## WHAT YOU WILL DO
Please copy the material word for word, from the line with "Target — white umbrella." up to and including the line with "(1323, 773)".

________________________

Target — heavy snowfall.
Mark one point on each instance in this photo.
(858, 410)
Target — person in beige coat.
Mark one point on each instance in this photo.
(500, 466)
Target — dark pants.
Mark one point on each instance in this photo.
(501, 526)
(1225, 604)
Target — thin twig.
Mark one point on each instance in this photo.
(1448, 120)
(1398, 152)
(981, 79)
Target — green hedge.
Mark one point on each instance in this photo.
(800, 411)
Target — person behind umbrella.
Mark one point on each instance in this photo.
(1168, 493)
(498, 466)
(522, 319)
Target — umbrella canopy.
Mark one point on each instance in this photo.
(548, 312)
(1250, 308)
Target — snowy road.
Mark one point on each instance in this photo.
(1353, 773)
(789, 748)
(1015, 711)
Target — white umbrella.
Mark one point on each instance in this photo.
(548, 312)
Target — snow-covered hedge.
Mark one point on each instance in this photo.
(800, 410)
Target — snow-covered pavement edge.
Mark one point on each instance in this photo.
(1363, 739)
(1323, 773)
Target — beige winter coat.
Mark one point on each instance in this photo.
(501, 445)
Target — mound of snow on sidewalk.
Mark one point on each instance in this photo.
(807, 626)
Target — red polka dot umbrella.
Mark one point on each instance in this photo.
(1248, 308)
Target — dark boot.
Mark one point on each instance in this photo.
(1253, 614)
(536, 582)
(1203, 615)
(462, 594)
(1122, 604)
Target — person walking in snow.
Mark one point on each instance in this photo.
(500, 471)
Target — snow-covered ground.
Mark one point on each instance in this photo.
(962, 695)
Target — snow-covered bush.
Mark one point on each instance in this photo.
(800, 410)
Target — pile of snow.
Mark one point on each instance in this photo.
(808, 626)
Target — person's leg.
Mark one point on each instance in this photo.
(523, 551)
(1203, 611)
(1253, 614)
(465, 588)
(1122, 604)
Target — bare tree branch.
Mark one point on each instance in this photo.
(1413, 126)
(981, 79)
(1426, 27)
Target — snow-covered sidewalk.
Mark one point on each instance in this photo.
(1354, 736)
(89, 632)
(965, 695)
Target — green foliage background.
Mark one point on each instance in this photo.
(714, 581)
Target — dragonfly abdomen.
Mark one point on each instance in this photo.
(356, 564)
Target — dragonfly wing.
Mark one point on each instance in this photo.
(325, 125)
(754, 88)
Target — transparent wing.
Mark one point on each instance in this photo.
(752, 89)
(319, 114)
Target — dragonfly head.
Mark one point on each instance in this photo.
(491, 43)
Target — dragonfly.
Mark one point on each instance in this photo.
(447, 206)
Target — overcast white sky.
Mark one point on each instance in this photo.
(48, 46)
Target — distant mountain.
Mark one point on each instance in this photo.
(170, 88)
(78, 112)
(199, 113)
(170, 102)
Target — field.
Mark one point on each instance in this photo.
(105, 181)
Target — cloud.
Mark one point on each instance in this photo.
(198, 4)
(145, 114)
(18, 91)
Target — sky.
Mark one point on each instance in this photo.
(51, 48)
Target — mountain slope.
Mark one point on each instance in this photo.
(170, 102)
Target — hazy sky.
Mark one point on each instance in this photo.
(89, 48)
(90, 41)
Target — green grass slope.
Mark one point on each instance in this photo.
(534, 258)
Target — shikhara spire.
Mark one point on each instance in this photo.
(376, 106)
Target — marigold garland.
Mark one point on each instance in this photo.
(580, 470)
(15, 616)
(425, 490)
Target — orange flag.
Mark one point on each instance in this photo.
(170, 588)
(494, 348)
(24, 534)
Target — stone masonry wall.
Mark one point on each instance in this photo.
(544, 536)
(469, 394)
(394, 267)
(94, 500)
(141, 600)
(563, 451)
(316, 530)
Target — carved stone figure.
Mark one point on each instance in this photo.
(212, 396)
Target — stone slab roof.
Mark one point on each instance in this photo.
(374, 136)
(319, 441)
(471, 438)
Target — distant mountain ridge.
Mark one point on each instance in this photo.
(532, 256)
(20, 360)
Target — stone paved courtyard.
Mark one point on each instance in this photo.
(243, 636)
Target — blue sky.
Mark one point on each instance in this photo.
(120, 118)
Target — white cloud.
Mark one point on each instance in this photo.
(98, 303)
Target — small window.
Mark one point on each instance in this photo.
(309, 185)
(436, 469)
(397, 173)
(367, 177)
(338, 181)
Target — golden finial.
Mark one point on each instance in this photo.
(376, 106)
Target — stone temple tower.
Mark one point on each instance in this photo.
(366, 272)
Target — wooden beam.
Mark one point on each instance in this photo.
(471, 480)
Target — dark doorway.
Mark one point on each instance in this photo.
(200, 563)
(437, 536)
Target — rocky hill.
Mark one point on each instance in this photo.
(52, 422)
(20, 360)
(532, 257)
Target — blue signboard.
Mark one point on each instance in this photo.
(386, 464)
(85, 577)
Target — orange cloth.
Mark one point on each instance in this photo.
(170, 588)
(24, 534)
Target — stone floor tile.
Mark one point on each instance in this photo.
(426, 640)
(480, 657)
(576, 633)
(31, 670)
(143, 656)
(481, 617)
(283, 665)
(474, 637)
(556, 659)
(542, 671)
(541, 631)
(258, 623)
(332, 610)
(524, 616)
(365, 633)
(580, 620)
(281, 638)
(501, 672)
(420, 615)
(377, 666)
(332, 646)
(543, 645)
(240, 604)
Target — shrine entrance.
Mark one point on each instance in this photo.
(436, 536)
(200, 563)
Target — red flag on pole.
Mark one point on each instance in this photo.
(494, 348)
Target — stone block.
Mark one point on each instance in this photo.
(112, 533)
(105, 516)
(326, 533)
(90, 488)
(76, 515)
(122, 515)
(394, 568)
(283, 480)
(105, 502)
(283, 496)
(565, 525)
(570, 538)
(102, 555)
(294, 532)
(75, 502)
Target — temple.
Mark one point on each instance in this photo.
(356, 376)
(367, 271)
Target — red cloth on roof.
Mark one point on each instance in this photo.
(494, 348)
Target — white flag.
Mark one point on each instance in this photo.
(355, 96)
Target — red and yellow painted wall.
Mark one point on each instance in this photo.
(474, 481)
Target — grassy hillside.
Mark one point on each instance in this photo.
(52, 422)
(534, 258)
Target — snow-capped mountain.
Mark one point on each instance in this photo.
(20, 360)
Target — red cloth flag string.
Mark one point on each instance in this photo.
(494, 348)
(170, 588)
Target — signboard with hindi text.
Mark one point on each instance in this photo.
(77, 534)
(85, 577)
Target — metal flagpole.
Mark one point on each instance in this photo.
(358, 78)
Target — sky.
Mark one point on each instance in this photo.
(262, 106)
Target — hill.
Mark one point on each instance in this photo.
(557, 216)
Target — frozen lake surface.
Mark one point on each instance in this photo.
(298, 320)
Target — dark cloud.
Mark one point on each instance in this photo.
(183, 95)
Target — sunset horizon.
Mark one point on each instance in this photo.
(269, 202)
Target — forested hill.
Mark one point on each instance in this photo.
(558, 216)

________________________

## TASK RESULT
Target — white umbrella.
Mark one point on each instance in this photo.
(548, 312)
Target — snow-covered hedge.
Mark one point on each instance in this photo.
(800, 410)
Target — snow-covered pavement edge.
Mark one point on each instance in this photo.
(1363, 739)
(1323, 773)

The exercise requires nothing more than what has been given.